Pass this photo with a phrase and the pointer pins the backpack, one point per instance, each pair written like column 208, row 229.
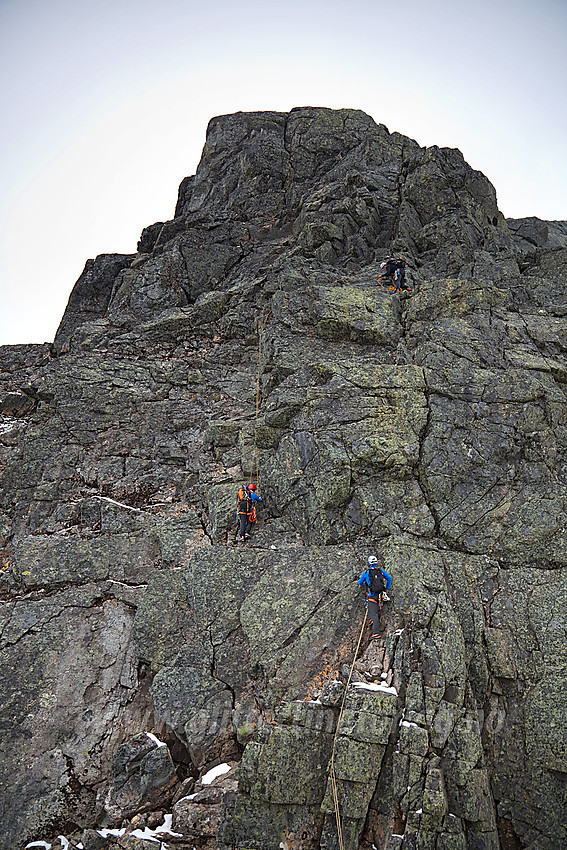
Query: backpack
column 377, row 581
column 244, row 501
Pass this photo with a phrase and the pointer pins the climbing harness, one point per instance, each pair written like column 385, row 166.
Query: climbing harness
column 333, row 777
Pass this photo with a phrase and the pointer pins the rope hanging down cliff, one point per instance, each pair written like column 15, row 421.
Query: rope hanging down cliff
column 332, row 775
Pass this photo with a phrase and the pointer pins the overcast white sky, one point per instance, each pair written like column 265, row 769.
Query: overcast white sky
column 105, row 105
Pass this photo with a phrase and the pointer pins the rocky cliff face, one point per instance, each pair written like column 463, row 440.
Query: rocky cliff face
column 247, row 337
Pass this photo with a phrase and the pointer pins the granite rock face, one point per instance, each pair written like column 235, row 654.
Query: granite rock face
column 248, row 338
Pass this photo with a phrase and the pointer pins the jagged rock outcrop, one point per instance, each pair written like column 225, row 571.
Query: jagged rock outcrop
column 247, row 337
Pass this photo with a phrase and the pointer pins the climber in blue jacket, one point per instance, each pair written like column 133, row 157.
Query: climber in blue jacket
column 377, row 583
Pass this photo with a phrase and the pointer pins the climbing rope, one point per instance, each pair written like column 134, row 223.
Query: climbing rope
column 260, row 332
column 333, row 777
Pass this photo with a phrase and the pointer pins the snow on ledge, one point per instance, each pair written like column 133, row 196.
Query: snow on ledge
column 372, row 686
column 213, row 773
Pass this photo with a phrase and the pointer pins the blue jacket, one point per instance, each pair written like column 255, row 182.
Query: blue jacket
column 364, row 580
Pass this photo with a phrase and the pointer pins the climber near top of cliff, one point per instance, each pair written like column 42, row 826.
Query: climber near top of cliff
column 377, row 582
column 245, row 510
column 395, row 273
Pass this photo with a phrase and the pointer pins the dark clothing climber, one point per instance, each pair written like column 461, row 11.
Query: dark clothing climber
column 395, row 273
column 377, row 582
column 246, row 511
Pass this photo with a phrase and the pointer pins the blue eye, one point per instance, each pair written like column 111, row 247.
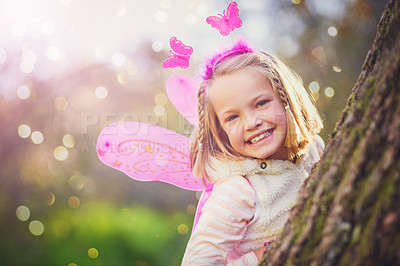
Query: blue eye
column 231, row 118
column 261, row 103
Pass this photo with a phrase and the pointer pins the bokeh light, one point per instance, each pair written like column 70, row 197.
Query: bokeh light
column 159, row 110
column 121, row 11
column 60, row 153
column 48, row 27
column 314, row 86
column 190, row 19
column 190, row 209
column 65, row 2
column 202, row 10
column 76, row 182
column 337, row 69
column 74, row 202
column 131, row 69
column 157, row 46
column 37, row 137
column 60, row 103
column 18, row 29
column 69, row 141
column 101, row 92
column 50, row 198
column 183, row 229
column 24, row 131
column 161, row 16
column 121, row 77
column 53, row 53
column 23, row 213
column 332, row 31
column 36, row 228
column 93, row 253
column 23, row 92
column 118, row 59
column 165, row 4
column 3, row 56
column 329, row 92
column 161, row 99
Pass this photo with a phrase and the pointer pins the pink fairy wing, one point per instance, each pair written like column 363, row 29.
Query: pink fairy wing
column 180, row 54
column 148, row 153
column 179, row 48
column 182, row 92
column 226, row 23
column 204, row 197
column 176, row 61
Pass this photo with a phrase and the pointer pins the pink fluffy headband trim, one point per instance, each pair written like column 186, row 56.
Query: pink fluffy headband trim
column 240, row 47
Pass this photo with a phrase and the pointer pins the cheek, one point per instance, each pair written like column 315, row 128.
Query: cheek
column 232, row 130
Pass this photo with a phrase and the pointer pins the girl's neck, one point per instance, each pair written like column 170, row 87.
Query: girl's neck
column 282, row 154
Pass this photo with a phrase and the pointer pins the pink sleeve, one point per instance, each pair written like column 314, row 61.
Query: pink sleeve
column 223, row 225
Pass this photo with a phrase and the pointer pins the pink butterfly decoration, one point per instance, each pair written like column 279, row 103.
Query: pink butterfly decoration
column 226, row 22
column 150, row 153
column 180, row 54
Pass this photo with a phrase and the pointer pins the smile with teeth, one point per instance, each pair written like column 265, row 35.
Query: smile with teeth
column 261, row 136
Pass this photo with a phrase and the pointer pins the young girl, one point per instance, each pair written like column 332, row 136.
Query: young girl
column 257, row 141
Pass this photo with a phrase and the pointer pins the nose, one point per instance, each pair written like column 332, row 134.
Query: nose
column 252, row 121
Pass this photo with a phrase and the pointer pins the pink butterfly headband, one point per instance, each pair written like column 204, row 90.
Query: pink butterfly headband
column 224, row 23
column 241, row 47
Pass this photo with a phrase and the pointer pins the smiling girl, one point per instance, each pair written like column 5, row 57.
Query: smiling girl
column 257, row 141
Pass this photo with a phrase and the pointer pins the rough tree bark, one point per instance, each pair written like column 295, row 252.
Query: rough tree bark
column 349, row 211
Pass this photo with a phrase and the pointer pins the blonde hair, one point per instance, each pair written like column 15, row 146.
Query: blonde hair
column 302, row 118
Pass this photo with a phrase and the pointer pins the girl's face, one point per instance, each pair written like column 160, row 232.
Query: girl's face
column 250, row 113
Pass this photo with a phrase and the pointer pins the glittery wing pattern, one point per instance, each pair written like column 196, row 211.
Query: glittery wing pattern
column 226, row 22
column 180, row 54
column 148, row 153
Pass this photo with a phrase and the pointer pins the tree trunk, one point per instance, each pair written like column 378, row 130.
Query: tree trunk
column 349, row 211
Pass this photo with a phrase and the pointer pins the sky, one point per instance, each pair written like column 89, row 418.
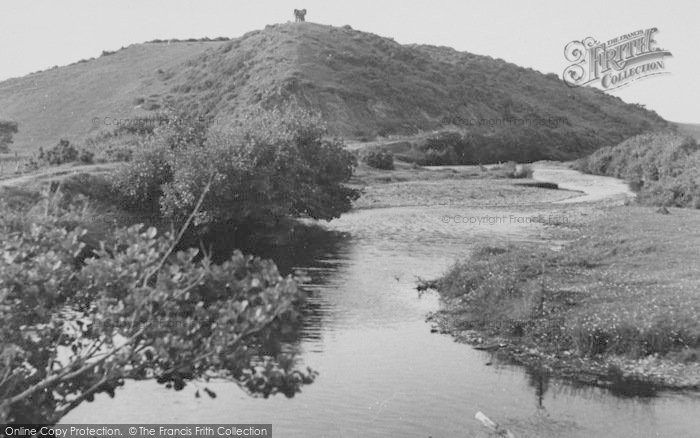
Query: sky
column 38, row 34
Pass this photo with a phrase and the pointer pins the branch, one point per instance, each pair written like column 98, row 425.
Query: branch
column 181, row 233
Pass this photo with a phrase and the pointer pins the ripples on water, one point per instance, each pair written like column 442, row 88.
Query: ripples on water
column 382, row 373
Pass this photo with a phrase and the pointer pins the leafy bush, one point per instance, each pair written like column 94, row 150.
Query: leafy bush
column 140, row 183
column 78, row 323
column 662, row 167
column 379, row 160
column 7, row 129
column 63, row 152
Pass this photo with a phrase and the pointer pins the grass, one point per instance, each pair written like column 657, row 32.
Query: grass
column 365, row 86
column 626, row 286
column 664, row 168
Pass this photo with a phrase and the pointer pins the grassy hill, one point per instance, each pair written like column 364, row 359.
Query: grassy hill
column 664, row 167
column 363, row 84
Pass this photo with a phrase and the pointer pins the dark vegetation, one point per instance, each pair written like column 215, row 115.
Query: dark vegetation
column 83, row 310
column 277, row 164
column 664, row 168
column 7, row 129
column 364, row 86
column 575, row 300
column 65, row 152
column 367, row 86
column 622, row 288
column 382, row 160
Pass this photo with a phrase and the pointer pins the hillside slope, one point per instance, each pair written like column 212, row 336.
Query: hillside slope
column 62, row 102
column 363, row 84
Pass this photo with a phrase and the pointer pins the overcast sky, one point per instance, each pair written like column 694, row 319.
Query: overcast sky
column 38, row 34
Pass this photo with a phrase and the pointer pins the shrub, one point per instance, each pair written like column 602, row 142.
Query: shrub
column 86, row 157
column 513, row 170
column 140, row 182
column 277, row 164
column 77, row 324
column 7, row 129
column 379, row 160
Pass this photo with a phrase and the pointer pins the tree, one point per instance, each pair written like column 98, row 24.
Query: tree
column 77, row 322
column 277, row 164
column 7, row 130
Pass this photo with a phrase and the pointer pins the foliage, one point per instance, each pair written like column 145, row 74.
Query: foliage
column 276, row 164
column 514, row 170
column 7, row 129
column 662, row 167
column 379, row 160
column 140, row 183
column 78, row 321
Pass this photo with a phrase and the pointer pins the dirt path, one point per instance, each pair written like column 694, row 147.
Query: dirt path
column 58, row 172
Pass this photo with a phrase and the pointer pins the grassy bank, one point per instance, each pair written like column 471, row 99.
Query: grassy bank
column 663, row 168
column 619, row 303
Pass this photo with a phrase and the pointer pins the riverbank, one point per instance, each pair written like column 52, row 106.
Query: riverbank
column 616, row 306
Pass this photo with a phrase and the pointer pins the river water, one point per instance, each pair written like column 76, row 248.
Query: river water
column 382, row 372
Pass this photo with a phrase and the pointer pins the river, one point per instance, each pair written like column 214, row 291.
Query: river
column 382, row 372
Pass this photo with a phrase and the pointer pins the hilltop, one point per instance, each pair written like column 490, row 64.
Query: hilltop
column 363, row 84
****************
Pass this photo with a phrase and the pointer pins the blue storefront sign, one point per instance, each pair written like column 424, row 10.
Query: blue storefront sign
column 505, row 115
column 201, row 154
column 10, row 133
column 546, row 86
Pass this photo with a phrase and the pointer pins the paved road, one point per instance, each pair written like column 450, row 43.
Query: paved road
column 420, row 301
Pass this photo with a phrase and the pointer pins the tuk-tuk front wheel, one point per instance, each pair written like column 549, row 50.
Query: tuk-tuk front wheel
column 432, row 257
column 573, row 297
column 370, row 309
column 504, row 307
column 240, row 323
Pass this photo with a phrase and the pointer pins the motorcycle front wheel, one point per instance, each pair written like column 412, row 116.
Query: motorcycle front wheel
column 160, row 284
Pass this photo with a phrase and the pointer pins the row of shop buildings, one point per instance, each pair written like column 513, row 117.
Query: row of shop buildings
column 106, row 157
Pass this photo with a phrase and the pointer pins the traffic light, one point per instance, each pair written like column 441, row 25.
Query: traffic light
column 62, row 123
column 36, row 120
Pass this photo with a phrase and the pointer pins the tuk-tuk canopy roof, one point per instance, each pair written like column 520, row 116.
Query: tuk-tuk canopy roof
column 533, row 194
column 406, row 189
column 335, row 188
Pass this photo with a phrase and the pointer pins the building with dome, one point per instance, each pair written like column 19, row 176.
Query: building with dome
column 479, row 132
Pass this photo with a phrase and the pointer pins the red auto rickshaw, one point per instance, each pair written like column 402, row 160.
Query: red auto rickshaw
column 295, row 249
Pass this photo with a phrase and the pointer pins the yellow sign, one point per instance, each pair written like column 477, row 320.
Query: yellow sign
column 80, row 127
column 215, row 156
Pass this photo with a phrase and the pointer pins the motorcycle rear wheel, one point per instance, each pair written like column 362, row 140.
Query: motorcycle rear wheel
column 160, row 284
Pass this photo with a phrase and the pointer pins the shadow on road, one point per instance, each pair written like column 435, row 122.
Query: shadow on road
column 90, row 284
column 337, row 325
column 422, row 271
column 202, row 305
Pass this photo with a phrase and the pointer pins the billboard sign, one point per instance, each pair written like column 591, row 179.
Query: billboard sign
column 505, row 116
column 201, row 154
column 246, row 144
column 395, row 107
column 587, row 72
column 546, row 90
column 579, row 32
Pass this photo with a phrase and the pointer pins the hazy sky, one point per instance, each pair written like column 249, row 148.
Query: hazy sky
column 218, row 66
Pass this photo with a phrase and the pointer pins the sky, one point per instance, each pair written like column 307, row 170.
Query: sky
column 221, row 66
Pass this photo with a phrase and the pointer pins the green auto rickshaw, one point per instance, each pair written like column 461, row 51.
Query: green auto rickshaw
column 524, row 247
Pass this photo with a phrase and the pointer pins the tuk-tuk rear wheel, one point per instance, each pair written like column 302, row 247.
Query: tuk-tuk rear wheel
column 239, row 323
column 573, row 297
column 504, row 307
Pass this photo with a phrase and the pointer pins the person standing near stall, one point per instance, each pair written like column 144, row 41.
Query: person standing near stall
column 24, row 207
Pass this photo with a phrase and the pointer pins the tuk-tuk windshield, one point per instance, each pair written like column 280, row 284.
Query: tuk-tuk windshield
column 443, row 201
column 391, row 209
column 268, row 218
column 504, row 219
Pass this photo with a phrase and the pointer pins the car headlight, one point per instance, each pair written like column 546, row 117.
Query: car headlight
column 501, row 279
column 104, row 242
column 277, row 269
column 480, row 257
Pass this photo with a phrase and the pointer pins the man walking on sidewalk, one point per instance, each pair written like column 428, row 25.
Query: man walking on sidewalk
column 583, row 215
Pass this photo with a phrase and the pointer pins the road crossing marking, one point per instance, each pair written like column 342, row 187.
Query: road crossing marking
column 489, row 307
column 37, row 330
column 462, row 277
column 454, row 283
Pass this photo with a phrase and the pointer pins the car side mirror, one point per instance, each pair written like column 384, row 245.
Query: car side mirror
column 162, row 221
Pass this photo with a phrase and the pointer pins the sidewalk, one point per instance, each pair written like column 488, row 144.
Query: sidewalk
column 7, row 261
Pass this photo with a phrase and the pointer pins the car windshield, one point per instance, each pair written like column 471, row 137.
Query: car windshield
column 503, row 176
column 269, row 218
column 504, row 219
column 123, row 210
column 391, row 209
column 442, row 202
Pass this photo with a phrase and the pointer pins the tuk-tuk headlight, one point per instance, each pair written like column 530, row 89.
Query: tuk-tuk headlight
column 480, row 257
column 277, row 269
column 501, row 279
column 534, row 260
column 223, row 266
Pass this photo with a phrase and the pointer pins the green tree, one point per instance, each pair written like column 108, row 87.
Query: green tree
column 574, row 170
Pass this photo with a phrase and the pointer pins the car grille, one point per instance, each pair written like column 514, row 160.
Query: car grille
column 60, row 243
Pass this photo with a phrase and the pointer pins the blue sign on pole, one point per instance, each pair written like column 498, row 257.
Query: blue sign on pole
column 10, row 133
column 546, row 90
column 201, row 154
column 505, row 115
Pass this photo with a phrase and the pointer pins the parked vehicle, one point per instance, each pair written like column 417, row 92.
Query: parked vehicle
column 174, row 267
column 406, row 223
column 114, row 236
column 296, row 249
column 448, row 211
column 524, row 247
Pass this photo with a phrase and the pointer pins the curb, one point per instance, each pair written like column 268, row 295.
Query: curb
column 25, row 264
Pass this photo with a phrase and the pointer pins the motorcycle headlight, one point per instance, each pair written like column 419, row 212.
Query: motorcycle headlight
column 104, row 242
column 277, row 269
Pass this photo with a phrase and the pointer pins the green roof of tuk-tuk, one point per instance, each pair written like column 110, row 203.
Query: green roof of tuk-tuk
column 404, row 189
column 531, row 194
****************
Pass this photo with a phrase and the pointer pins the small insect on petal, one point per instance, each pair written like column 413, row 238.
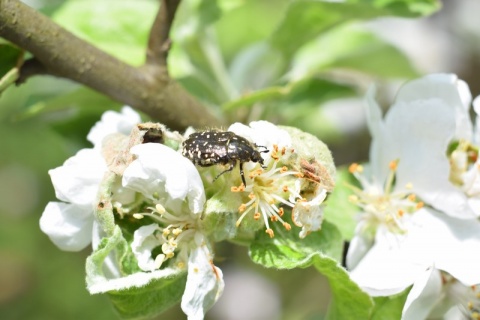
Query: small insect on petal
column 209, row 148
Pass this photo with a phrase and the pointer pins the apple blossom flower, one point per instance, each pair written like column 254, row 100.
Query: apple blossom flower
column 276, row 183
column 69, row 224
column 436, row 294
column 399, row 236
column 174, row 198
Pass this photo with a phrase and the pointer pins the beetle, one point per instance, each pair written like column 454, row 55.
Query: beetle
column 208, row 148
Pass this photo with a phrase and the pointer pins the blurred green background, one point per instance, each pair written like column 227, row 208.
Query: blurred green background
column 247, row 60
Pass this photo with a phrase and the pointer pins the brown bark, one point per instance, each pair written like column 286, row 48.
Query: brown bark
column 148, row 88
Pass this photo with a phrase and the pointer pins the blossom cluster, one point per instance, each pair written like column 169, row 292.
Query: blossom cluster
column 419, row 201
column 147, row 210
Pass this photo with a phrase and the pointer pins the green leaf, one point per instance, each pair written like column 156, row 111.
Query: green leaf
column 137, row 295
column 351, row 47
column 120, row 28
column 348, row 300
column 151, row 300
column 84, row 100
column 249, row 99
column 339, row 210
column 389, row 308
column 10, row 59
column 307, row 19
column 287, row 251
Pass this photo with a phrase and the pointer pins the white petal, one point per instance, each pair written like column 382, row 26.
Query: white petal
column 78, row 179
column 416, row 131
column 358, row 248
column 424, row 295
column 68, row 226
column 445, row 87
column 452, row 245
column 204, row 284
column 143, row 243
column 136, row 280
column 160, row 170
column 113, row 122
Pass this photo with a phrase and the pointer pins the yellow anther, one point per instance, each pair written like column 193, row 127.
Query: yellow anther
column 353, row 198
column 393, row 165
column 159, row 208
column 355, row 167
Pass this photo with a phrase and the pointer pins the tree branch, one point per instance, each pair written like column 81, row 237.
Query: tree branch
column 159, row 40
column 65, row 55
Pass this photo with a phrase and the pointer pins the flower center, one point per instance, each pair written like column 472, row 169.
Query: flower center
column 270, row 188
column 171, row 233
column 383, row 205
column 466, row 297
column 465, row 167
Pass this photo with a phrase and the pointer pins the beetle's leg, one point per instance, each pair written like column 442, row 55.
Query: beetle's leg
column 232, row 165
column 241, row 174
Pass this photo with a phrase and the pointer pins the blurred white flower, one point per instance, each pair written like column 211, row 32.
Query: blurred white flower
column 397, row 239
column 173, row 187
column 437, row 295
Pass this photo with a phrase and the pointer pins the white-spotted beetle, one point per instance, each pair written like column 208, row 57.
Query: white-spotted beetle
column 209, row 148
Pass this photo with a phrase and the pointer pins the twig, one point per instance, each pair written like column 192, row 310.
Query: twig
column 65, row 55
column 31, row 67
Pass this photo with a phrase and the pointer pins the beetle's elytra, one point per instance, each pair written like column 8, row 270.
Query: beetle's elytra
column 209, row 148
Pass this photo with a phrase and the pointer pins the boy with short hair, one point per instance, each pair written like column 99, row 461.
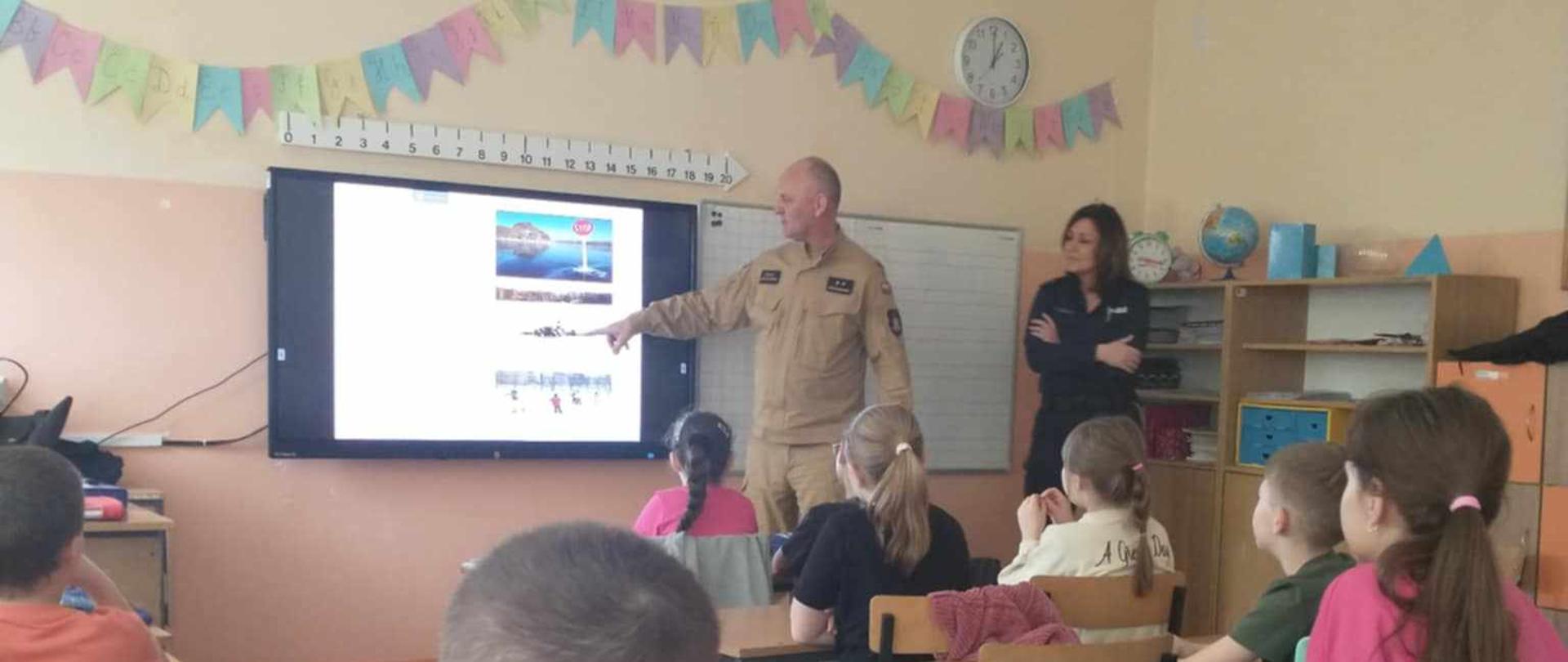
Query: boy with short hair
****************
_WHAT IS NEEDED_. Arrange the records as a numbered list, starting at the line that contains "15, row 146." and ending at the line that contains "column 181, row 233", with both of those lines included. Skip blank lines and leave out the pictures.

_ANSWER IN FULL_.
1. Pass this photo with a phrase and the pointer pins the blonde hair, one point per instance, each pair written like column 15, row 146.
2. Query: blonde hair
3. column 302, row 118
4. Pass this photo with a phrase and the pointer pins the girl's face, one point per instance, each pair written like column 160, row 232.
5. Query: girl's face
6. column 250, row 113
7. Pass this photo with a phrase and the pointer pins the glittery wing pattern, one point per instance, each pair written like column 196, row 211.
8. Query: glittery wing pattern
9. column 226, row 22
10. column 180, row 54
11. column 148, row 153
12. Pass this photo with a phrase and the pointer pins the tree trunk, one point per instance, each pair written like column 378, row 130.
13. Query: tree trunk
14. column 349, row 211
15. Pass this photo with a phrase and the pointer pins the sky, one point per instance, each pair written like column 89, row 418.
16. Query: sky
17. column 38, row 34
18. Pass this photo with a phrase and the pointer pins the branch, one point per instance, each pair written like column 98, row 425.
19. Query: branch
20. column 181, row 233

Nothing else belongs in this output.